* begin Task material *

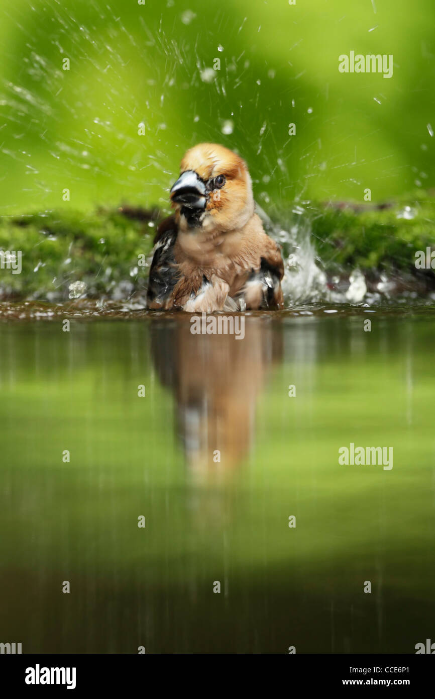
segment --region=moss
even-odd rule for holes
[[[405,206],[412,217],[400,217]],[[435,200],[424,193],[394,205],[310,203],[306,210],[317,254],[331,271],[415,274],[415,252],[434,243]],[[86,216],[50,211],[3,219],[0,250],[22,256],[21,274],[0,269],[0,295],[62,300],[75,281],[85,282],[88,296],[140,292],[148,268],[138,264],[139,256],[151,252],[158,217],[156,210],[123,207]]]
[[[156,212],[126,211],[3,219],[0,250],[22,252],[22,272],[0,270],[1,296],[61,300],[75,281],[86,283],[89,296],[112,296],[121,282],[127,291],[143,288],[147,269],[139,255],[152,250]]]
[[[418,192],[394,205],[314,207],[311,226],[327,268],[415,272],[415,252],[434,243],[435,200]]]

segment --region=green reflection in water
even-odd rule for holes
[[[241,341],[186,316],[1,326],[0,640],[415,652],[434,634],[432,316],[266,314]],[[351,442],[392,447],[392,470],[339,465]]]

* end Task material *
* begin Task material *

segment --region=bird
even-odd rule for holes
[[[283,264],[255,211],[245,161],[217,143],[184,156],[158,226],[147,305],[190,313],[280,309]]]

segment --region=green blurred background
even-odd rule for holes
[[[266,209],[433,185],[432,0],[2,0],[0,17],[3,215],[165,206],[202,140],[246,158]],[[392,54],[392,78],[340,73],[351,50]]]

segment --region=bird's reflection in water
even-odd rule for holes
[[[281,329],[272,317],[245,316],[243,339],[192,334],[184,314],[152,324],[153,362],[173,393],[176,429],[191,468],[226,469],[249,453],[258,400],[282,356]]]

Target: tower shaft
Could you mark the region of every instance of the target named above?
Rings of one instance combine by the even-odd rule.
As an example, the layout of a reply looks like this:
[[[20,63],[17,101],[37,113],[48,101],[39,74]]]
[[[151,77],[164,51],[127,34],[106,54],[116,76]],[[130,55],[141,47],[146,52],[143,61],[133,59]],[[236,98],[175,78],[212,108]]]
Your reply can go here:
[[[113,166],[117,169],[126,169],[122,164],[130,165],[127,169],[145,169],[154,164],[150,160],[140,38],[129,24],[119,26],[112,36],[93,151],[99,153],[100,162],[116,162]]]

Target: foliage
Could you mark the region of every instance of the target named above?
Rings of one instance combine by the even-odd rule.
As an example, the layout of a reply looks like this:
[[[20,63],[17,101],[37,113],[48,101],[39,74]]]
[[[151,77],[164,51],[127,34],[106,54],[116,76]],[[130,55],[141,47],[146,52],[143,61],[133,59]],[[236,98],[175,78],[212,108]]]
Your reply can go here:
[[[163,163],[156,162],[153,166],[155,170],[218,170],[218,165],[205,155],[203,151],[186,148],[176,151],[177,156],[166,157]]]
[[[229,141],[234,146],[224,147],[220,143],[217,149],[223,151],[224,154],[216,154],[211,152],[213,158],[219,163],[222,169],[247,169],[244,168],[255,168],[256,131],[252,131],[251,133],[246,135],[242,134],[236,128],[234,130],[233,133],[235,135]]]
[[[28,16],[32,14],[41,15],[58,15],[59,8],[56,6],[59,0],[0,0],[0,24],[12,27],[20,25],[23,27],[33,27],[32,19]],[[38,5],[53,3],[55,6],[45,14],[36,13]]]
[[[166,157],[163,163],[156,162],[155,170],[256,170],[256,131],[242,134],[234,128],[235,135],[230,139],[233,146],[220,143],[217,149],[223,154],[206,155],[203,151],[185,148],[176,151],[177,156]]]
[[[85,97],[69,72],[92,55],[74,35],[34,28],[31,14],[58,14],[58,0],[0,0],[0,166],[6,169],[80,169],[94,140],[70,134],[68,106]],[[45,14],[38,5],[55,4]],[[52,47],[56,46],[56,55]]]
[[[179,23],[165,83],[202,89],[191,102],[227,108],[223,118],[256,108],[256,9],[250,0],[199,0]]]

* end Task material *
* begin Task material *

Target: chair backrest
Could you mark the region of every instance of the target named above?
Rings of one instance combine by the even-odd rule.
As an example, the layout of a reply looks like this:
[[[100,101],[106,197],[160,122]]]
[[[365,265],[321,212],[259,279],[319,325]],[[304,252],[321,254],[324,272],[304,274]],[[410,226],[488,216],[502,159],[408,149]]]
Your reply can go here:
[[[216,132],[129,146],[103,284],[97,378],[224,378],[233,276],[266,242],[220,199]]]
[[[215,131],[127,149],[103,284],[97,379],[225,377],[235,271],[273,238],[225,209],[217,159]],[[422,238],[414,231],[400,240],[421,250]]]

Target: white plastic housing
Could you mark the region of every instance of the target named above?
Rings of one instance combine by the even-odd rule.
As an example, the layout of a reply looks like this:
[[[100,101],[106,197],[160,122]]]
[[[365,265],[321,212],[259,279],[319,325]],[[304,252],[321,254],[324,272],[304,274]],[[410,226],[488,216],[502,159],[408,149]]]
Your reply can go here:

* end Task material *

→ Task objective
Pick out every line in the listing above that contains the string "reflection" and copy each one out. Treat uppercase and lowercase as different.

→ Response
segment --region=green reflection in water
segment --region=bird's reflection in water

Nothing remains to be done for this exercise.